EXERCISE AIM:
There is one span to output from the data below: the lines starting at the line with "shaped like (116,136)." and ending at the line with "shaped like (257,69).". Output it exactly, ends included, nothing more.

[Point localization data]
-------

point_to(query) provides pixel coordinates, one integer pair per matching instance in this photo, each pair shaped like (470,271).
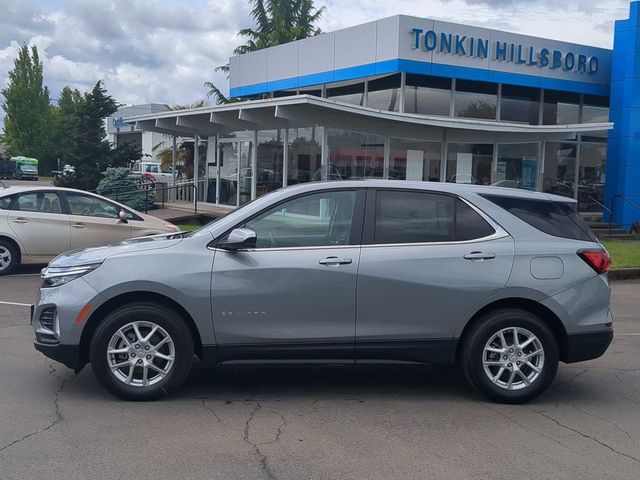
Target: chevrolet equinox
(505,282)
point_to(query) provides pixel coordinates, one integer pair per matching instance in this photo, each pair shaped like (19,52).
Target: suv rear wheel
(510,356)
(142,352)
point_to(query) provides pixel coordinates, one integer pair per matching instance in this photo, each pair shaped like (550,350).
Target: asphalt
(317,422)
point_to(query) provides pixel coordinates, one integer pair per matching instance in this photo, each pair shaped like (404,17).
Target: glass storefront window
(270,155)
(517,166)
(560,108)
(469,163)
(476,99)
(559,168)
(316,91)
(414,160)
(427,95)
(235,172)
(384,93)
(353,155)
(305,153)
(520,104)
(285,93)
(351,93)
(593,160)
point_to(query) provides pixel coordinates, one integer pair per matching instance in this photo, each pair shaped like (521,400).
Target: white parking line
(23,275)
(17,304)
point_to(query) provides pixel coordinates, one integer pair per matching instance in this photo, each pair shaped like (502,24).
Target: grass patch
(625,253)
(187,227)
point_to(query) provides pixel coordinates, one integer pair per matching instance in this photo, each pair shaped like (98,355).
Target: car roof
(445,187)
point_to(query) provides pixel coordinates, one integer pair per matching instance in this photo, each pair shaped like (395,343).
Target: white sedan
(38,223)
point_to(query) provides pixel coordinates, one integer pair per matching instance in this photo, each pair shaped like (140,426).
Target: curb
(624,273)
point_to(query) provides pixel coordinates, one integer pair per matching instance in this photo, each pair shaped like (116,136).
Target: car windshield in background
(560,219)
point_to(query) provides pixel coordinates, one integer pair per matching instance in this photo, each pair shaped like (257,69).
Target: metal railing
(182,192)
(612,211)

-------

WRITTEN SOLUTION:
point_to(query) provides pixel coordinates, one integer pair per matching instance in this photo, each pair shaped like (116,136).
Target: car windshield in background
(560,219)
point_to(query) provides pixel coordinates, one integer pair per matching instance in this photo, each pair shaped like (257,69).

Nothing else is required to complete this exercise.